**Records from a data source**
+-------+

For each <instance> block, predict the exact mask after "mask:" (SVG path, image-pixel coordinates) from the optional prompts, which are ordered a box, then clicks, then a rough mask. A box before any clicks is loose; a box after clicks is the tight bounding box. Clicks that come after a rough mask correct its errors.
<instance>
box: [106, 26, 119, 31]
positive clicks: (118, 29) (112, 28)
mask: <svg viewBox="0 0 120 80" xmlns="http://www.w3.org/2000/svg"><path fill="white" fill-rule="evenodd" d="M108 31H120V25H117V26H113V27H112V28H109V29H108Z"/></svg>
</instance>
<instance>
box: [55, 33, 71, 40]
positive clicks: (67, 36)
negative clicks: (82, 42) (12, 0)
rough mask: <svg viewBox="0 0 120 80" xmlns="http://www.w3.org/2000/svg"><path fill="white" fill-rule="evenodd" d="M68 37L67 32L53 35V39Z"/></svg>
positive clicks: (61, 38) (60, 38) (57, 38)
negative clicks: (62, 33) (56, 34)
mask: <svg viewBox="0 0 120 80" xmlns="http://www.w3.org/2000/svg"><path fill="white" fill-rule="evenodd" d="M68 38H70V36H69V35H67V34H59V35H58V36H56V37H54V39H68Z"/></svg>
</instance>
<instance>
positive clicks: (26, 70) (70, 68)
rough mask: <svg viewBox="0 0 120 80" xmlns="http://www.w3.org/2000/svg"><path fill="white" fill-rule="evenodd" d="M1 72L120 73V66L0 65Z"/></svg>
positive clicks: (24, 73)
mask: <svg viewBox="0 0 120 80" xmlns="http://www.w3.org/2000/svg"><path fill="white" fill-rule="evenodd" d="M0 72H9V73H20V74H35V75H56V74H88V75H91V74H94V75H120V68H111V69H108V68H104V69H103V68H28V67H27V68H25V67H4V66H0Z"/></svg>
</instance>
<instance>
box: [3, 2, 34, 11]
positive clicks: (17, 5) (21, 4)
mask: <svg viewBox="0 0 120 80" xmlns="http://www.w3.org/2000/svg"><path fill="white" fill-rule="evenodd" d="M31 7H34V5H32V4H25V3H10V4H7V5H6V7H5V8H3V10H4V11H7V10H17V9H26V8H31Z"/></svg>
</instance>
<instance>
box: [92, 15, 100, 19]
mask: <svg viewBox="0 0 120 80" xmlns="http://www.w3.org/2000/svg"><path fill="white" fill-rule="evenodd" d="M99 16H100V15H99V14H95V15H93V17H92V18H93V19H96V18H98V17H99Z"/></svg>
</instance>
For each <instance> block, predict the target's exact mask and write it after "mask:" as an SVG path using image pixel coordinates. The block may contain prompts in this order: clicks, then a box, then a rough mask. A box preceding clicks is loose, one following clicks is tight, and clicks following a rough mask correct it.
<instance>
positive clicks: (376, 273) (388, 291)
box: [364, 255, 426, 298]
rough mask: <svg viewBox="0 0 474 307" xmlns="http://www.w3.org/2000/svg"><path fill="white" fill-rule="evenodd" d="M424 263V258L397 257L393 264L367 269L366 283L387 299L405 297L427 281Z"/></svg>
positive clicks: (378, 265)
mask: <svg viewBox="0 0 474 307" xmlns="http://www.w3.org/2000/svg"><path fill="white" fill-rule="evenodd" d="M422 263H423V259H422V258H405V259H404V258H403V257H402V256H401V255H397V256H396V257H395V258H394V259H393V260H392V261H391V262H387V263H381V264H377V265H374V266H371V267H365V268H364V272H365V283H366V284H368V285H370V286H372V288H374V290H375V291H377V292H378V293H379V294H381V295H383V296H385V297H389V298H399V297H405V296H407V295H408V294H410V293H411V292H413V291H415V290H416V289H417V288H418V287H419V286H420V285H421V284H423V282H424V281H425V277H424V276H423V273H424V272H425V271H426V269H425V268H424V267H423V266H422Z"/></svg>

+-------+

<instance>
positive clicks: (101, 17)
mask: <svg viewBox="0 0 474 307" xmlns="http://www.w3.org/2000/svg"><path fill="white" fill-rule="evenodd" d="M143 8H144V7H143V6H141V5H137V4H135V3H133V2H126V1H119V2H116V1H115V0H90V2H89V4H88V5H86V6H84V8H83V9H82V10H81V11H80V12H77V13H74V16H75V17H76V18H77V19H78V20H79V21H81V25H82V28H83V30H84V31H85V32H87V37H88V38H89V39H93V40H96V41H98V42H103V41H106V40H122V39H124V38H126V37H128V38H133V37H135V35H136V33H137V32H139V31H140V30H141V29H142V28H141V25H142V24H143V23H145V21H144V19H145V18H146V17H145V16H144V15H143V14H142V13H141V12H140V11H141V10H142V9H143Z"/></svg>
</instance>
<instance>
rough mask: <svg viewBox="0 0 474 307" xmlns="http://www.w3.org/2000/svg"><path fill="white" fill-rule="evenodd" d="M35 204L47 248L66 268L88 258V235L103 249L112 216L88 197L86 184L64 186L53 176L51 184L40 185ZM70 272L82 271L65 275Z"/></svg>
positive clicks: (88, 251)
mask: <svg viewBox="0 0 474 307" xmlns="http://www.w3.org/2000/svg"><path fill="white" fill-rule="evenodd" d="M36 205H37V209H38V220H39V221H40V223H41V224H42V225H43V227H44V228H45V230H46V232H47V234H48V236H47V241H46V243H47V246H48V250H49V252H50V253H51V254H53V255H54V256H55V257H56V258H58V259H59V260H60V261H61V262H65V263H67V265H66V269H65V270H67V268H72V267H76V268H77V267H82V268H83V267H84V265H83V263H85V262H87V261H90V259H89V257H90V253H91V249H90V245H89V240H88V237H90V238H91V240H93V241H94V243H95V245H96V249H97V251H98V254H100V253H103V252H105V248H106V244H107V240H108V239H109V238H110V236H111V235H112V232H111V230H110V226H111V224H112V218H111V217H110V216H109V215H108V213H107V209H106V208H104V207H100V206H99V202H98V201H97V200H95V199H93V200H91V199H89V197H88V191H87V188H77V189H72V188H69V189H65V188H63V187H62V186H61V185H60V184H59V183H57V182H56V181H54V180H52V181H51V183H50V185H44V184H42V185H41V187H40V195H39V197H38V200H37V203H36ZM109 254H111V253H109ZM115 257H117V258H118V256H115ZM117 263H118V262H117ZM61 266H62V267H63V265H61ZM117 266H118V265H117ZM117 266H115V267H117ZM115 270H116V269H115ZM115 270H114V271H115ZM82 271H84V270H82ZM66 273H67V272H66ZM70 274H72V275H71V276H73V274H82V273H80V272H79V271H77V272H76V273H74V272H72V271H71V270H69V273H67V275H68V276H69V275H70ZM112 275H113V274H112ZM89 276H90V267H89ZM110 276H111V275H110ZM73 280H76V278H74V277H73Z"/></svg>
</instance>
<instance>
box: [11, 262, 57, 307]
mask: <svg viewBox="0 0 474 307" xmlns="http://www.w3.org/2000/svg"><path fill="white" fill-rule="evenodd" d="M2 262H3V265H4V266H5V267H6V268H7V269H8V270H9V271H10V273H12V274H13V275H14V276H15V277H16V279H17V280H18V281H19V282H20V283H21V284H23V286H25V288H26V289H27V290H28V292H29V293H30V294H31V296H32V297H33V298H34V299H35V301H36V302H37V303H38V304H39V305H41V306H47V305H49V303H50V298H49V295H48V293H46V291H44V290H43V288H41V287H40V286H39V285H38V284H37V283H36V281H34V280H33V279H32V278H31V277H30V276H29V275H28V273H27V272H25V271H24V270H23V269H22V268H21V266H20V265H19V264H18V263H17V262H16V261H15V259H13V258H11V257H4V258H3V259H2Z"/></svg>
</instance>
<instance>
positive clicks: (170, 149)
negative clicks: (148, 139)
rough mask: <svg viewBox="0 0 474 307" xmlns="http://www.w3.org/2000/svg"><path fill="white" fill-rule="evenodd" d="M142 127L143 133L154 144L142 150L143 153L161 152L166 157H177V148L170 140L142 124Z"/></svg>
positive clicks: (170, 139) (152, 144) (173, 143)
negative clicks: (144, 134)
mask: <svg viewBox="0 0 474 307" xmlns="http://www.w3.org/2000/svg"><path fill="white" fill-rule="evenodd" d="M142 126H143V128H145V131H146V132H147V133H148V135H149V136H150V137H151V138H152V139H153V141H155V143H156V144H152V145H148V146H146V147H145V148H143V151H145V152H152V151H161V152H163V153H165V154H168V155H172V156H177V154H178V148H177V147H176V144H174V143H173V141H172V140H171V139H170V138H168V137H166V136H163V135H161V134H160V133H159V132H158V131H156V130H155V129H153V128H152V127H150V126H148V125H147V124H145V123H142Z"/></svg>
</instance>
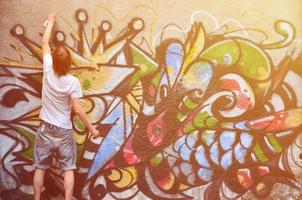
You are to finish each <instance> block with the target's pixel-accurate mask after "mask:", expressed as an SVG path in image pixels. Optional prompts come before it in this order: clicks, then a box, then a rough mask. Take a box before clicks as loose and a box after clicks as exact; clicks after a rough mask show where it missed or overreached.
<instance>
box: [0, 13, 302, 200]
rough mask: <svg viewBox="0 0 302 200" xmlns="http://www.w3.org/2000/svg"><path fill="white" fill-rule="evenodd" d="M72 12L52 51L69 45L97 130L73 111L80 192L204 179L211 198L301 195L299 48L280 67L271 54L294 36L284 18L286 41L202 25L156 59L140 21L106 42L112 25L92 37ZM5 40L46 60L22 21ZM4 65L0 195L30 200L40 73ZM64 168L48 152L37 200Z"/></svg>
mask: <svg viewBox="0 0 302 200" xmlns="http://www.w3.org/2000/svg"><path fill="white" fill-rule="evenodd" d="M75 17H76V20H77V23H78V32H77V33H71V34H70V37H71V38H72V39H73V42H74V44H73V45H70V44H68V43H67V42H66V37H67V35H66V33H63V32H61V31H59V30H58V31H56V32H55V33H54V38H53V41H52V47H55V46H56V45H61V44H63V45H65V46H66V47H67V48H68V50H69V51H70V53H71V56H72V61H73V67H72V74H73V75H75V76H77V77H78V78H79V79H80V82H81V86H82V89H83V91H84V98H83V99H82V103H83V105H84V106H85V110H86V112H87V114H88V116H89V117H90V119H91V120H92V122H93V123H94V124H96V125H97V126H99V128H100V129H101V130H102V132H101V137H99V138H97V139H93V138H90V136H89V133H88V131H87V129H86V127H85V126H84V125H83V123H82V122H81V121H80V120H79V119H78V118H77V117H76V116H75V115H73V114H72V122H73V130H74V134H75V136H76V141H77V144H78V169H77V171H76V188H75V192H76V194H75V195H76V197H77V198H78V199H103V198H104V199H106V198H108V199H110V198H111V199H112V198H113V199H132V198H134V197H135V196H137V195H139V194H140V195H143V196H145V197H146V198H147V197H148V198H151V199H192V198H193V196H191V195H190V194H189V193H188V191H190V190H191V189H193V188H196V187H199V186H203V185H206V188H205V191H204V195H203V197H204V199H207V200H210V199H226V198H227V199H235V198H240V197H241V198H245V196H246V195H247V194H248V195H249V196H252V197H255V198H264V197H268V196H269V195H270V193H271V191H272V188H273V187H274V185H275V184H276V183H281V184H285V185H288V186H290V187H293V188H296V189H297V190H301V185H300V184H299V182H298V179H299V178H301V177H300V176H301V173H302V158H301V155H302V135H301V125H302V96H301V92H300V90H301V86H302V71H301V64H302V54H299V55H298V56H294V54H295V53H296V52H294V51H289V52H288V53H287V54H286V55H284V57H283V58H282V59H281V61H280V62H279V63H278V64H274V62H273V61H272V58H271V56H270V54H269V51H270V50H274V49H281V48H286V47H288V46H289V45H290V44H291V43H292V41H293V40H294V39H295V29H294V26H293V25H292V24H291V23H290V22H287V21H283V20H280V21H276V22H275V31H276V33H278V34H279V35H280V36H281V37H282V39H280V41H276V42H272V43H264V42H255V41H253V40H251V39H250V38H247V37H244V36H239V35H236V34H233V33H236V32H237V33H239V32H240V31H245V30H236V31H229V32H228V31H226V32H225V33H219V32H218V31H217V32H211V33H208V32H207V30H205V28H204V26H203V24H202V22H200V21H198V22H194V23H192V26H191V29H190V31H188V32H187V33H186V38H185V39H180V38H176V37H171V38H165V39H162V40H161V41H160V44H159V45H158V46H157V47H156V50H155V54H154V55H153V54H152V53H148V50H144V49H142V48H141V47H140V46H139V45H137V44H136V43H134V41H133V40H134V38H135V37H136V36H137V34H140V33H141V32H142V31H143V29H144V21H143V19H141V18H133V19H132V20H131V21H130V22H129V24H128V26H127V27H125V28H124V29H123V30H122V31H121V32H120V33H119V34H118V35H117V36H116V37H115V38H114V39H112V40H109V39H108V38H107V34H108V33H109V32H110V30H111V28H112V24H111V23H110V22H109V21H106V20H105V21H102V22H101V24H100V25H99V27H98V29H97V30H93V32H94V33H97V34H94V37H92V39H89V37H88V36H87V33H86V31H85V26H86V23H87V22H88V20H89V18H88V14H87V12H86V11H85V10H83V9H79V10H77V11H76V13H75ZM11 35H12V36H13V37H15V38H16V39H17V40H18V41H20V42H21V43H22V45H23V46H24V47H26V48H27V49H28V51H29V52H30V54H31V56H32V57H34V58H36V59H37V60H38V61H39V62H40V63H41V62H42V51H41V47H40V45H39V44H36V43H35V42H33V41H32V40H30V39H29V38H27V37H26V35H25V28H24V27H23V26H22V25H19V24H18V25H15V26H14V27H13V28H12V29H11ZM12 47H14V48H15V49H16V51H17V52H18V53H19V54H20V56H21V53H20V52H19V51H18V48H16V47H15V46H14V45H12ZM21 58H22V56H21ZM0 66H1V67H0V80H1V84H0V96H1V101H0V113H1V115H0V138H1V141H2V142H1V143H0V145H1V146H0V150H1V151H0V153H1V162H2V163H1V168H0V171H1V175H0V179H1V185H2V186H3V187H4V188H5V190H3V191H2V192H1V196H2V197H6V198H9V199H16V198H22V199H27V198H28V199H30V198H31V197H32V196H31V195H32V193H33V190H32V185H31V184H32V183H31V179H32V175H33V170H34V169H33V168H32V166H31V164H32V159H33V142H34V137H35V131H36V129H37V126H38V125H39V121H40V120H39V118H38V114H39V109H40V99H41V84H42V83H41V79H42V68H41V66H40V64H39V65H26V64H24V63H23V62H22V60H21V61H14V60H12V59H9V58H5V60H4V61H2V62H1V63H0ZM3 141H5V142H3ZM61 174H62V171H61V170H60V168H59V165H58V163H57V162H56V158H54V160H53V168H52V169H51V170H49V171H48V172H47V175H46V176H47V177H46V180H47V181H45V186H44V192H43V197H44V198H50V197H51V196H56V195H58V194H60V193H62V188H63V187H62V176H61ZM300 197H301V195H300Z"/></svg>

+-------+

**Description of the task**
From the data, work out how many lines include the word "exact"; the reply is that number and nothing else.

**Response area**
3